Quote the passage about Wadh word for word from "Lasbela University of" to "plains of Sindh.".

*EXCERPT TO READ*.

++++++++++++++++++++

Wadh () is a
City in the Khuzdar District of Balochistan, Pakistan. The population of the City was 480,950 according to the 2017 census. Most of the inhabitants of the sub-district belong to the Mengal tribe . The land of Wadh is agricultural and cultivated. The source of income of the people of Wadh is mainly farming and mining. The majority of the people in the area are Muslims, with a small Hindu minority.

Education
The Govt. Boys High school and College Wadh have been established in Wadh Town by government of Balochistan.
 Lasbela University of Agriculture, Water and Marine Sciences Wadh Campus, Khuzdar
 Wadh Student Library

Health
The Civil hospital Wadh Town provides health facilities to the people of Wadh Town and Tehsil Wadh.

Geography

Wadh is in the mountainous region between the Kalat plateau and the plains of Sindh.
The climate is semi-arid, although occasionally subject to flooding, with warm summers and mild winters. Agriculture is a major economic activity, followed by livestock farming.

The area of Wadh is rich in mineral resources, with large deposits of barite, chromite, magnesite, manganite. The region where the town lies is also said to be rich in oil and gas, although the tense political situation has inhibited exploitation.

Wadh was in Jhalawan state until 1 March 1974, when Wadh was re-defined as a sub-district within the Khuzdar.

History

The mountainous area of Khuzdar and particularly Wadh has a turbulent history from earliest times, which continues today. The remains of many ancient sites and cave paintings of prehistoric period show the ancientness of Wadh and its surroundings. The Tharia Cave Paintings are situated in area of Wadh near Pallimas Valley.

++++++++++++++++++++

*SUPPLIED RECORDS*.

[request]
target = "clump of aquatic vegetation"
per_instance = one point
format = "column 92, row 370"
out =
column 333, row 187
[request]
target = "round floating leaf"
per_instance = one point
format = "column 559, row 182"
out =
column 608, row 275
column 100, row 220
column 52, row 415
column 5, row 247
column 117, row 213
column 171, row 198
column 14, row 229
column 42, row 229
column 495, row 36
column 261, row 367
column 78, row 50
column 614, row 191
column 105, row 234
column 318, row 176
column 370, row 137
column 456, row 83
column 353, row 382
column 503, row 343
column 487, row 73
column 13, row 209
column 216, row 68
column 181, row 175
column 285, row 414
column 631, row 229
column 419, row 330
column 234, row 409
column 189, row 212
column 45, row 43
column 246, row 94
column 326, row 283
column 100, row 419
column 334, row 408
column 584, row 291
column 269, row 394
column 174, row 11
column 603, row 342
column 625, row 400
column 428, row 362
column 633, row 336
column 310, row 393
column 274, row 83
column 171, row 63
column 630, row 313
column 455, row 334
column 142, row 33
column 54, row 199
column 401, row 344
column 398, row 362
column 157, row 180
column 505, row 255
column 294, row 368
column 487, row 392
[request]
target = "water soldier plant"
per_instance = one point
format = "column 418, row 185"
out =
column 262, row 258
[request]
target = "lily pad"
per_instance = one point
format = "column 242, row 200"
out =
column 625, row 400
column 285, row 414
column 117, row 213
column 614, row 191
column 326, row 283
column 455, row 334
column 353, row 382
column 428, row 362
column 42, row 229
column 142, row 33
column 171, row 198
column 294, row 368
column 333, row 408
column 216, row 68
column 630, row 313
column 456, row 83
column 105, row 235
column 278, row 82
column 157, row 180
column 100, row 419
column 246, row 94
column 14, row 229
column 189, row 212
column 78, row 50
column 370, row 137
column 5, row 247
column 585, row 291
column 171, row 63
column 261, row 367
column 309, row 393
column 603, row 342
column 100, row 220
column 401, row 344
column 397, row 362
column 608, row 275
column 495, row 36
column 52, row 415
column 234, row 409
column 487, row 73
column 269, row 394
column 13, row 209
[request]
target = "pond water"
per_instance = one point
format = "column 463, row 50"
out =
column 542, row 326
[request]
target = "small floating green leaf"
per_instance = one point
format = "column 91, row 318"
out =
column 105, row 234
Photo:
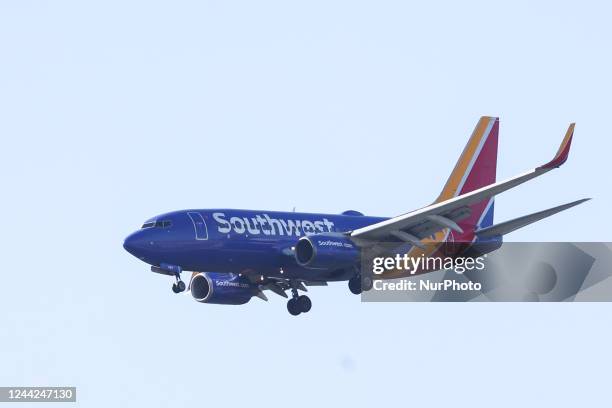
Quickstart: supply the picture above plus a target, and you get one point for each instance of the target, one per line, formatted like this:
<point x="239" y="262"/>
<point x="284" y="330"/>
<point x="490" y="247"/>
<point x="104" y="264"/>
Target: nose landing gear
<point x="179" y="286"/>
<point x="359" y="283"/>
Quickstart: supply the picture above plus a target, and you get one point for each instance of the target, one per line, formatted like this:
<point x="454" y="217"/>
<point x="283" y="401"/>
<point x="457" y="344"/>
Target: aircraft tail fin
<point x="476" y="168"/>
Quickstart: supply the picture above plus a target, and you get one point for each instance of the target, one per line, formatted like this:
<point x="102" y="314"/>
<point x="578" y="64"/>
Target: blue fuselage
<point x="239" y="241"/>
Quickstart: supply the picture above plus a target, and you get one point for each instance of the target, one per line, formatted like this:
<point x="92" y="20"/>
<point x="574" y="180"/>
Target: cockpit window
<point x="157" y="224"/>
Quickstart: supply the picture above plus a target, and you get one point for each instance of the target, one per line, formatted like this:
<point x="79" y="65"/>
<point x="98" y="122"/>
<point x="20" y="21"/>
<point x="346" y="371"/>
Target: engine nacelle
<point x="221" y="288"/>
<point x="326" y="251"/>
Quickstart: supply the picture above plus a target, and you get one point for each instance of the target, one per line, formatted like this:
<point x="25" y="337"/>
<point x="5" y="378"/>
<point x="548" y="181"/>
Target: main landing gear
<point x="298" y="304"/>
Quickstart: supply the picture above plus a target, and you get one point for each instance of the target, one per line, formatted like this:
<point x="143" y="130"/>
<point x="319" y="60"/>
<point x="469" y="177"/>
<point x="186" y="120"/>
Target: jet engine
<point x="222" y="288"/>
<point x="326" y="251"/>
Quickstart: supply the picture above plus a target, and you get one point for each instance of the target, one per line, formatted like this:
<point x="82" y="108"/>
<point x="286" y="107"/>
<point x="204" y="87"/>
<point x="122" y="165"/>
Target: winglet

++++++++++++++++++++

*EXERCISE RESPONSE*.
Lasbela University of Agriculture, Water and Marine Sciences Wadh Campus, Khuzdar
 Wadh Student Library

Health
The Civil hospital Wadh Town provides health facilities to the people of Wadh Town and Tehsil Wadh.

Geography

Wadh is in the mountainous region between the Kalat plateau and the plains of Sindh.